### Written task
Please count the lines in the data below that contain the string "positive", and reply with the number alone.

-------------------------

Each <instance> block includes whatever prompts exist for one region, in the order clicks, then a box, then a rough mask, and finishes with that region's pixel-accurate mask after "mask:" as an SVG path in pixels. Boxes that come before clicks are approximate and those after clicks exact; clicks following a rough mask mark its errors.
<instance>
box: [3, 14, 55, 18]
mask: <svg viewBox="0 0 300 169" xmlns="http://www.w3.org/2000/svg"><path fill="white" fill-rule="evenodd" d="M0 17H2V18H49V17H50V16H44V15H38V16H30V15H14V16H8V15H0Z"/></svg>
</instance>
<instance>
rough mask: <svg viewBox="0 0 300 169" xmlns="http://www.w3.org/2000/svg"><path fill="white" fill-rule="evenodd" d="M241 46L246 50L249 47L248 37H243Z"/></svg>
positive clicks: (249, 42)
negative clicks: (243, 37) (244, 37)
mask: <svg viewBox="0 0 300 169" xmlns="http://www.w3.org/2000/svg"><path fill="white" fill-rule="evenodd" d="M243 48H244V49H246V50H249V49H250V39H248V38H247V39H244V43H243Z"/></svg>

-------------------------

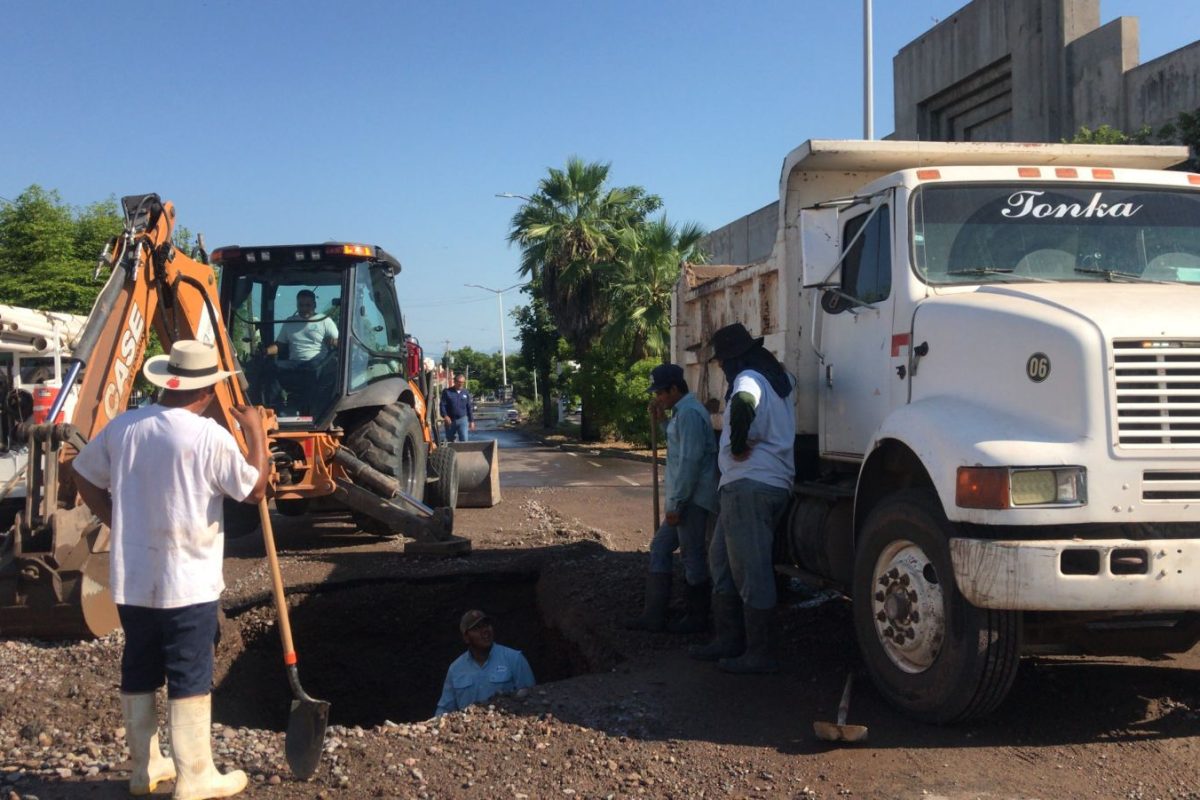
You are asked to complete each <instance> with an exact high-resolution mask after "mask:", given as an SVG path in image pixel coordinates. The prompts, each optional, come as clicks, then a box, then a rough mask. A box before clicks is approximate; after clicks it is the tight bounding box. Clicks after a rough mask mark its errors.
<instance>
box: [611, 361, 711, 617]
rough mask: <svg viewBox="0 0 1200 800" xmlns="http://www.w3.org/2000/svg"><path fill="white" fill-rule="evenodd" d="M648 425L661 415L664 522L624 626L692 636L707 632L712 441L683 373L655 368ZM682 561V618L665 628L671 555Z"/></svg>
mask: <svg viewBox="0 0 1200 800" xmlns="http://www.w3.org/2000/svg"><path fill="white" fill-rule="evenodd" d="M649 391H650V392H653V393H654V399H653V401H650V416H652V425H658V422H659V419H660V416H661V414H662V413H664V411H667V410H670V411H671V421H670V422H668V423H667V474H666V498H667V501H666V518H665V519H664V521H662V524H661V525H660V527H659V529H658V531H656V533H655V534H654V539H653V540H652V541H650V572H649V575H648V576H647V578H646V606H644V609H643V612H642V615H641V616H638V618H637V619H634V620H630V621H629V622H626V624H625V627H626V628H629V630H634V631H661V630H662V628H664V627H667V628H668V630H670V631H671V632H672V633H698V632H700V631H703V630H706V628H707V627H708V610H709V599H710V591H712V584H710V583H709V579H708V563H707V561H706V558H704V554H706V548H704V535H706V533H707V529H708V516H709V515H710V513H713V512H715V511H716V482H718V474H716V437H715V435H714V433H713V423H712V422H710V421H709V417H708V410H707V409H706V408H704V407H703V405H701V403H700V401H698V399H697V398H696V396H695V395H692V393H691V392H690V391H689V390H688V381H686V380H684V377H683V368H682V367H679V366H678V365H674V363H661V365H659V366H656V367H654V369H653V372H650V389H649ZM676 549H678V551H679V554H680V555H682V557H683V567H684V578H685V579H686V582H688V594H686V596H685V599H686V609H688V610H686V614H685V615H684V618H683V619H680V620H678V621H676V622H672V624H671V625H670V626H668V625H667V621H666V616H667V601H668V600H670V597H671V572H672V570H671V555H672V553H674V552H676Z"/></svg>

-------------------------

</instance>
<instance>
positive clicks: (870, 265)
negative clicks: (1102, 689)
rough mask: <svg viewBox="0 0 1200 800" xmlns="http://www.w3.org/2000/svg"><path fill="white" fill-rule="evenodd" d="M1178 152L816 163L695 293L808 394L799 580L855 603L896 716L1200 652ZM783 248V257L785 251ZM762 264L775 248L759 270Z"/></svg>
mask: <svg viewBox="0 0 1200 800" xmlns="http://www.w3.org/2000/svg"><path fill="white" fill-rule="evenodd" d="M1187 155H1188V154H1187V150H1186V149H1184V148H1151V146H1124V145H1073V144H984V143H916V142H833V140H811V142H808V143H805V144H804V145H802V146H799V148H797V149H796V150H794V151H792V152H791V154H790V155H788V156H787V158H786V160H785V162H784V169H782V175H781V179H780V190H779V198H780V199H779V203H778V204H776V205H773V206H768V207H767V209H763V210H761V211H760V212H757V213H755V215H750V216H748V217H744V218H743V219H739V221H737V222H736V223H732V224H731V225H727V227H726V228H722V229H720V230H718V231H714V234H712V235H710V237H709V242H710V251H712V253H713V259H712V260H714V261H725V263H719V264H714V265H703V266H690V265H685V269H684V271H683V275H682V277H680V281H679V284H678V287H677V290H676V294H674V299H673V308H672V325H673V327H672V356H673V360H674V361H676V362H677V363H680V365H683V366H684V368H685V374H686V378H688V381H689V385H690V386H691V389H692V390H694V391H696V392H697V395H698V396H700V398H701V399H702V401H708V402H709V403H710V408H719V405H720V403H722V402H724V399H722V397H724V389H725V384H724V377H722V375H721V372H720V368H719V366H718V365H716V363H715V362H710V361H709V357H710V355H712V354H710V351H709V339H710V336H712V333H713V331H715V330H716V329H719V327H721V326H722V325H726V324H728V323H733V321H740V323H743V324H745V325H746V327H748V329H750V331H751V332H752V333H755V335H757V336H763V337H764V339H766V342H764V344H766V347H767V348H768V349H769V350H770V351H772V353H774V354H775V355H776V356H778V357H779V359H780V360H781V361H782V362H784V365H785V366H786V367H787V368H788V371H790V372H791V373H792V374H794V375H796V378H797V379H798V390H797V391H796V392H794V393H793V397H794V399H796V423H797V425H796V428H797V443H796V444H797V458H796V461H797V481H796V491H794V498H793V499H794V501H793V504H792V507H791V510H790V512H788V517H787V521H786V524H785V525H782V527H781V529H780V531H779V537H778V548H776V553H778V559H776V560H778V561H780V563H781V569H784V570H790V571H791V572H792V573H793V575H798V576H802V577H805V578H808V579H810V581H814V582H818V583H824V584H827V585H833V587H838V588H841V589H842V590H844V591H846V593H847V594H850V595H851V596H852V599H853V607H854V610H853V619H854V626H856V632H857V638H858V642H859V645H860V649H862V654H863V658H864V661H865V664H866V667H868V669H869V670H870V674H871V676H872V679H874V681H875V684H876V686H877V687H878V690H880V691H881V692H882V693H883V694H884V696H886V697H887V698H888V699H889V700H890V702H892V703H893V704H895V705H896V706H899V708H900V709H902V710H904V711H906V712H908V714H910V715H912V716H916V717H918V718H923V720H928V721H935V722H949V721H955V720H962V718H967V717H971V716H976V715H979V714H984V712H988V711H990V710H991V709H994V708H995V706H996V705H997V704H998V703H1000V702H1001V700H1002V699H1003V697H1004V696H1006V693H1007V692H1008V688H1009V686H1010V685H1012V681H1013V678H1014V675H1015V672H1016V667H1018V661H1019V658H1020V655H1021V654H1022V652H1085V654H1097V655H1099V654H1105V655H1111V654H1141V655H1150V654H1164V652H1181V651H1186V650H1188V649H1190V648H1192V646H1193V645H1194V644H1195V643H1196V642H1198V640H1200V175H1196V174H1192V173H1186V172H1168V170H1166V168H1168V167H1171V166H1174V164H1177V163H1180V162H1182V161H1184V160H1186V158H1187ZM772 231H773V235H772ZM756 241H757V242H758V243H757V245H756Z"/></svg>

-------------------------

### Reply to the exercise
2